_Records provided:_
------------------------
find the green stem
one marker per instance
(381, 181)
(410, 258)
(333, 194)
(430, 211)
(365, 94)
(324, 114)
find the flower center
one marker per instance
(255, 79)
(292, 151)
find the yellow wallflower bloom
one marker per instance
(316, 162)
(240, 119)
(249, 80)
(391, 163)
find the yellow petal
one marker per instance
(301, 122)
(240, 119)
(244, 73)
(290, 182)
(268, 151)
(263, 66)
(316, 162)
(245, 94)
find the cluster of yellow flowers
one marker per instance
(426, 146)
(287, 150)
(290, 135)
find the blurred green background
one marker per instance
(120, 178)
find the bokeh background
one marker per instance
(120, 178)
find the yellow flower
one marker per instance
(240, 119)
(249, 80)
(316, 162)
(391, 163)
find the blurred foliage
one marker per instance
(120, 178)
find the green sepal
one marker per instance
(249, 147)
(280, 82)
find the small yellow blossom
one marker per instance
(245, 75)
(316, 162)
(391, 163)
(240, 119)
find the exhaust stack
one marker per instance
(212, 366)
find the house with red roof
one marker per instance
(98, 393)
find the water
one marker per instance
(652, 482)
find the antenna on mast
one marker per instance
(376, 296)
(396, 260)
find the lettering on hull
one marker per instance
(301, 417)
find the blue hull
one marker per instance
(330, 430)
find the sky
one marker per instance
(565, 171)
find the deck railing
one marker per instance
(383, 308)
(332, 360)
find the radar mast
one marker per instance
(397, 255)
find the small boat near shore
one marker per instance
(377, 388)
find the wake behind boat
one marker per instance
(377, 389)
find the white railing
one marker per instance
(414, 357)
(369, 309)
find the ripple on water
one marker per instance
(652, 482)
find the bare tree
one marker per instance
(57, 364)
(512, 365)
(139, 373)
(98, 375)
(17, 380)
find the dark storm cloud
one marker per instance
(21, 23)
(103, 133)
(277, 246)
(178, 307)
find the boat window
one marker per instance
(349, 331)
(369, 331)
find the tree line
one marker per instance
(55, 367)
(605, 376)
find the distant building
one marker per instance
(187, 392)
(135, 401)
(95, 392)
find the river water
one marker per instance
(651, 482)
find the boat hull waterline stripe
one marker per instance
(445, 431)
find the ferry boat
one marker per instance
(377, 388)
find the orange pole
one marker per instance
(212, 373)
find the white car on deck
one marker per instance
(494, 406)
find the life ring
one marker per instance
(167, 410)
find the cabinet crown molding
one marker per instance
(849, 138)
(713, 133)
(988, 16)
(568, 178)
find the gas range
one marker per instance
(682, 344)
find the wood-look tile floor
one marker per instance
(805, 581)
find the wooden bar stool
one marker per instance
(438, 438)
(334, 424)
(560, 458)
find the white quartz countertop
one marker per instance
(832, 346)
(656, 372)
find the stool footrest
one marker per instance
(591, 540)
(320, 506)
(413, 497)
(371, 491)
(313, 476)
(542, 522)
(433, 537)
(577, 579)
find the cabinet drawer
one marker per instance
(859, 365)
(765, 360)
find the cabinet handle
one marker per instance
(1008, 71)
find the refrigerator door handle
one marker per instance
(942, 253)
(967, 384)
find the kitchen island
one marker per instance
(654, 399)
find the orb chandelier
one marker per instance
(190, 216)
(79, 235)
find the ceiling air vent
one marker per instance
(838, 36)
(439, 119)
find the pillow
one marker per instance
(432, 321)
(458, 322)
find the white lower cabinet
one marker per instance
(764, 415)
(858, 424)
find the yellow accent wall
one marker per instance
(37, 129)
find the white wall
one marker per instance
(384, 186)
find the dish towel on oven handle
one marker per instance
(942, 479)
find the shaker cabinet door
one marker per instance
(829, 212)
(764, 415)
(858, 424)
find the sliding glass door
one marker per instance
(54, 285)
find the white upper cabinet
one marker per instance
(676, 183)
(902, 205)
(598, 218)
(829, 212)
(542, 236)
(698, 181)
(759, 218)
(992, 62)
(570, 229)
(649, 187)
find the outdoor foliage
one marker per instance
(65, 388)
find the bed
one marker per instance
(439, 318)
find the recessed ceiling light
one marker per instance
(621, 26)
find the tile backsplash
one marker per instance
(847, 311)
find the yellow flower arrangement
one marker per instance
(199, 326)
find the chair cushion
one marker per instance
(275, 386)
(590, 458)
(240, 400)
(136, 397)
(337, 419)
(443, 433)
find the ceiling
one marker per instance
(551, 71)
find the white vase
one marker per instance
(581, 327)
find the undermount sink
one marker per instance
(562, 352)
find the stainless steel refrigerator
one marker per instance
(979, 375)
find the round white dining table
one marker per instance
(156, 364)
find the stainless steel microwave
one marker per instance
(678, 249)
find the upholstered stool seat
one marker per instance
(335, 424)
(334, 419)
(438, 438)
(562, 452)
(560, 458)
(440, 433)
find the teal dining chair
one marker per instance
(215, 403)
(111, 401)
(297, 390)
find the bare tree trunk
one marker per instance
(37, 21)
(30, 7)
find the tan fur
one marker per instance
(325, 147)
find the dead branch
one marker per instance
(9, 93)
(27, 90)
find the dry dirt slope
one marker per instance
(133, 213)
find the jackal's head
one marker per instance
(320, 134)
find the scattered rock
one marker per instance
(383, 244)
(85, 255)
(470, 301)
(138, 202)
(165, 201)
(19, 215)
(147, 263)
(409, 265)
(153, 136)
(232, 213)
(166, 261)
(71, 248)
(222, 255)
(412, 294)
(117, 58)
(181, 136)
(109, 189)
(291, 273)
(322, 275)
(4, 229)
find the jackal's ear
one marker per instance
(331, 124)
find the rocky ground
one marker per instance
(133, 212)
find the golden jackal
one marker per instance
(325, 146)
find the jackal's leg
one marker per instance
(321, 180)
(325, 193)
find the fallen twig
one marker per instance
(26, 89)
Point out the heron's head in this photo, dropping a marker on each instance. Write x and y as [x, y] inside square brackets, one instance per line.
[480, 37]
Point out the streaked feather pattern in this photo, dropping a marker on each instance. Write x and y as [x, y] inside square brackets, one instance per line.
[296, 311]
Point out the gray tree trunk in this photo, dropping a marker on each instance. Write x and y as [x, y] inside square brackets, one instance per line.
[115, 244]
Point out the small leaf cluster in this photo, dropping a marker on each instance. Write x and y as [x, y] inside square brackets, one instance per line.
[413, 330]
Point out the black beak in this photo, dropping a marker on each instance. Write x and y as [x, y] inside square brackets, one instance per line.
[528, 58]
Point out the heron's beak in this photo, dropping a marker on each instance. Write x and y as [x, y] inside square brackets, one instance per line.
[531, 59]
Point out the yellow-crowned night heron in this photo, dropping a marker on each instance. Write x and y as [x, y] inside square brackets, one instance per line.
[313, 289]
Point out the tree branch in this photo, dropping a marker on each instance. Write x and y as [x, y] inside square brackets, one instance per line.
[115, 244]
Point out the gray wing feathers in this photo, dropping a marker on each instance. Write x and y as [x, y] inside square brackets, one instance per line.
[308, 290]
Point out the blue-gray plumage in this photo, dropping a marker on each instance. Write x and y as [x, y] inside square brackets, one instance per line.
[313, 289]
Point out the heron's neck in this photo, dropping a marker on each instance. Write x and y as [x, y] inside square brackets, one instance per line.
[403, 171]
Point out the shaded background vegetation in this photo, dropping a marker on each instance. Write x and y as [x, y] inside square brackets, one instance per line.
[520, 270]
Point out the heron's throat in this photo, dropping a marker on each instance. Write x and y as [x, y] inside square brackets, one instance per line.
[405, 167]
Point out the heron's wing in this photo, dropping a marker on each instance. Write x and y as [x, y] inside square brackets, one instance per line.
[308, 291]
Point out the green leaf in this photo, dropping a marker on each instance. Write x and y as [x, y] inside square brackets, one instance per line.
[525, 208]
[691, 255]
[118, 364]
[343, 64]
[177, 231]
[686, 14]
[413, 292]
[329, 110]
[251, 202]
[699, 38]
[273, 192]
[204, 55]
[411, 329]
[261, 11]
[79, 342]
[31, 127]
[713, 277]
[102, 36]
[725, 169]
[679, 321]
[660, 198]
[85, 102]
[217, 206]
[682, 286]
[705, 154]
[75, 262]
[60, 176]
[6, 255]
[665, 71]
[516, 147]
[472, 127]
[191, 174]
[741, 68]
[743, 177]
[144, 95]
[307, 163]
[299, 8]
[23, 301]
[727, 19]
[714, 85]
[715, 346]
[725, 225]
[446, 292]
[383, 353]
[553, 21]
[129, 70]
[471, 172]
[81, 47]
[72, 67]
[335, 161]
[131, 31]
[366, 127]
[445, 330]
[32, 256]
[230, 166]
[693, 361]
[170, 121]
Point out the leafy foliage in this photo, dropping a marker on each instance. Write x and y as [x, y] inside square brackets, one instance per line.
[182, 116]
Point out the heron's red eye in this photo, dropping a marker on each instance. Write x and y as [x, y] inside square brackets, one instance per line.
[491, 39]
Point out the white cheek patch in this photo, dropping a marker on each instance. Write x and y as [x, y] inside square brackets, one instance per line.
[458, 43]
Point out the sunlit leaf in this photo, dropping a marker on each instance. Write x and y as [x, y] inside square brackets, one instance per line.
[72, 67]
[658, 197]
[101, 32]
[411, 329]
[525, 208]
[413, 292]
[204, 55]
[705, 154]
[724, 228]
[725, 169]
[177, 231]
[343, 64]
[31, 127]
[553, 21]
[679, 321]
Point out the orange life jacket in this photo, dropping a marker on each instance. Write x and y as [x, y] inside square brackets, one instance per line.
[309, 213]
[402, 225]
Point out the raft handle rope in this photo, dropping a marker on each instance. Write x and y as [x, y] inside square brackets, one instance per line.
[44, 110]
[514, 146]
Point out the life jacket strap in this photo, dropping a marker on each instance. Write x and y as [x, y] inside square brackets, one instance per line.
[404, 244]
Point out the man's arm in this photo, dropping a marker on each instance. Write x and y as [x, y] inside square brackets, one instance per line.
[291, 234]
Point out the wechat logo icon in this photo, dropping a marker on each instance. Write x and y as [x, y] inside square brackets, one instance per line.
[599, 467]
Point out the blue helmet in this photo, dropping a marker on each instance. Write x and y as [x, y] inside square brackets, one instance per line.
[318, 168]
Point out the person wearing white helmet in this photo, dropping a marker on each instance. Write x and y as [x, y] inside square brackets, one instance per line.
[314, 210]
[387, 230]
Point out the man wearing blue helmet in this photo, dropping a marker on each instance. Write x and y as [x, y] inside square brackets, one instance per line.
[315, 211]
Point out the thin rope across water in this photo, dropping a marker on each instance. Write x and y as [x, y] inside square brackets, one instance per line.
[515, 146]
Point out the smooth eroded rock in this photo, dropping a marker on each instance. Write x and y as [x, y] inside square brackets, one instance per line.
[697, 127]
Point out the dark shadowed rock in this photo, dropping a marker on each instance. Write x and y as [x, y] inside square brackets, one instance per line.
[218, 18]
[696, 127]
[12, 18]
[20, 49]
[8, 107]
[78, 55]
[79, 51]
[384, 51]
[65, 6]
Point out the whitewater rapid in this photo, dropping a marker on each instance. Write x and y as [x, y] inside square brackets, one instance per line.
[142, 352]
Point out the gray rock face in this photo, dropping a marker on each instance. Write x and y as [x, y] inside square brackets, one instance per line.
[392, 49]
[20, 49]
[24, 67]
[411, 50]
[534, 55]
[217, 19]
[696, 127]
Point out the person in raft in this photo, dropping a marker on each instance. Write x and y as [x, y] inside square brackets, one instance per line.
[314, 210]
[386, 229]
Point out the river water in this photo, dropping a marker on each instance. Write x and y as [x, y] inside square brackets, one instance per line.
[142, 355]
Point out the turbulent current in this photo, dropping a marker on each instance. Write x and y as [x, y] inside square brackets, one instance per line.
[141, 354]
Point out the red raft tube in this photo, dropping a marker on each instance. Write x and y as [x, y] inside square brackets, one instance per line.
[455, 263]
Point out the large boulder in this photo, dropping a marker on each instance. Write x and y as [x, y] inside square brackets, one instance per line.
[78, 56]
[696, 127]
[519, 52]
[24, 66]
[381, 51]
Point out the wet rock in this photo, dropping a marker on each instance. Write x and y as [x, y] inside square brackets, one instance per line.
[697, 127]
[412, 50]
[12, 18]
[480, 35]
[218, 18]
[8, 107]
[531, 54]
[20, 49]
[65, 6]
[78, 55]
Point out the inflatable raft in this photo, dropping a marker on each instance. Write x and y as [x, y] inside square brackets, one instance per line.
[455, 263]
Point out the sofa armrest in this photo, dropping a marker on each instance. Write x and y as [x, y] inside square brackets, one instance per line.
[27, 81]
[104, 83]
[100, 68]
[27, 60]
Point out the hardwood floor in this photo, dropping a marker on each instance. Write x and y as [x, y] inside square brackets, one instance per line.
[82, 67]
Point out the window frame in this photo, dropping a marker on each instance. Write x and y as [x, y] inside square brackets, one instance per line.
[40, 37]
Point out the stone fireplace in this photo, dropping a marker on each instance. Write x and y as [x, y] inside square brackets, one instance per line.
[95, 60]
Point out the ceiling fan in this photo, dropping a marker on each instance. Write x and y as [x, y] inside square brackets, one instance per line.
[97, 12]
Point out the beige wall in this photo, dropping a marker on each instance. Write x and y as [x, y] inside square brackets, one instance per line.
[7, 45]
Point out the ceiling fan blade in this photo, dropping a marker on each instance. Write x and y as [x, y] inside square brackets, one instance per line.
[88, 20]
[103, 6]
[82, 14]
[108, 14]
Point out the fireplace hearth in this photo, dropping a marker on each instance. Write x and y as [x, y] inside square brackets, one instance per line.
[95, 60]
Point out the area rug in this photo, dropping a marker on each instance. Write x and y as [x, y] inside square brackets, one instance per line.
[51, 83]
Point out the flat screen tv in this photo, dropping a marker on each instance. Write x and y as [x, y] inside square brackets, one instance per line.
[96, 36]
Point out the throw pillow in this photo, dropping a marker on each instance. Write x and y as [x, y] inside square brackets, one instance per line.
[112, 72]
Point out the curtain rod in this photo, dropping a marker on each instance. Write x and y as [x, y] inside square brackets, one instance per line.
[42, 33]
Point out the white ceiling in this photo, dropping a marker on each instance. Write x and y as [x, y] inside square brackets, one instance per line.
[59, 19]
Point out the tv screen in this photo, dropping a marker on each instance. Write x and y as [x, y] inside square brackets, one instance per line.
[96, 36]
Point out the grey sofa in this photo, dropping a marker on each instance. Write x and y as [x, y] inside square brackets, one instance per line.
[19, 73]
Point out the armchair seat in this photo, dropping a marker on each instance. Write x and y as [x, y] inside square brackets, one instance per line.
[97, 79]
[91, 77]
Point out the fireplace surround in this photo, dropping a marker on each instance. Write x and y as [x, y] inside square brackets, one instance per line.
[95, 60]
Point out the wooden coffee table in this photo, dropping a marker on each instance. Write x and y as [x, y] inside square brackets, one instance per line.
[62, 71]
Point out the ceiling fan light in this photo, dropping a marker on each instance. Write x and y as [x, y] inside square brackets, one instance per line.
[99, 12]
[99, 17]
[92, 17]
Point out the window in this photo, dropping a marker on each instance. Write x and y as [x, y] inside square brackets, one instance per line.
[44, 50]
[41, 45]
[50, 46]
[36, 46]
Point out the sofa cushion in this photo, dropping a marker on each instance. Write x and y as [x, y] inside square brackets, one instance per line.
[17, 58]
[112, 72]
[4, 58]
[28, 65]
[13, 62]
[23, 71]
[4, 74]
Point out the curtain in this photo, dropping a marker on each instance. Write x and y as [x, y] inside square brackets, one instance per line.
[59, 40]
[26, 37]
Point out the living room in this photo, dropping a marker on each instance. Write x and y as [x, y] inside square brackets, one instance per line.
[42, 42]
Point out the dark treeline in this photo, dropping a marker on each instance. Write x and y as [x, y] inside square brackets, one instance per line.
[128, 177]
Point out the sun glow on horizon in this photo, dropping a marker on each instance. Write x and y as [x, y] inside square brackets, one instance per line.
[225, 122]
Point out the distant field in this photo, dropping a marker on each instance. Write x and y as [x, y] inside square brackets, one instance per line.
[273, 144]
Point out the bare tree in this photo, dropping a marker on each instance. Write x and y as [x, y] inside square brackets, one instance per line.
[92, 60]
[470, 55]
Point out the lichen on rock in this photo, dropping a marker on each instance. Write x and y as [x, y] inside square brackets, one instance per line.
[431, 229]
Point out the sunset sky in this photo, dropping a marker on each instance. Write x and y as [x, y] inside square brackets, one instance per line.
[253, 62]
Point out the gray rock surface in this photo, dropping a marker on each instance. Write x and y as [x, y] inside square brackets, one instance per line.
------------------------
_Given task:_ Write out only what runs from the line holding "Point out the distant" through the last line of the records, exactly as shown.

_Task solution:_
Point out the distant field in this photo, dropping a marker on each instance. Write x and y as [x, y] inside square brackets, one instance per line.
[273, 144]
Point out the bare tree in this photo, dropping a marker on each instance. Write x and y as [x, y] inside square brackets, one instance per line.
[92, 60]
[470, 55]
Point out the lichen on rock in this photo, dropping a marker on each instance. Write x and y as [x, y] inside square brackets, one instance per line.
[431, 229]
Point out the sunset sky in this photo, dropping a marker on each instance. Write x and y as [x, y] inside square brackets, one instance per line.
[253, 62]
Point out the gray rock surface in this photo, dropping a marker on each instance. Write x and y as [x, y] inside square brackets, one instance per line.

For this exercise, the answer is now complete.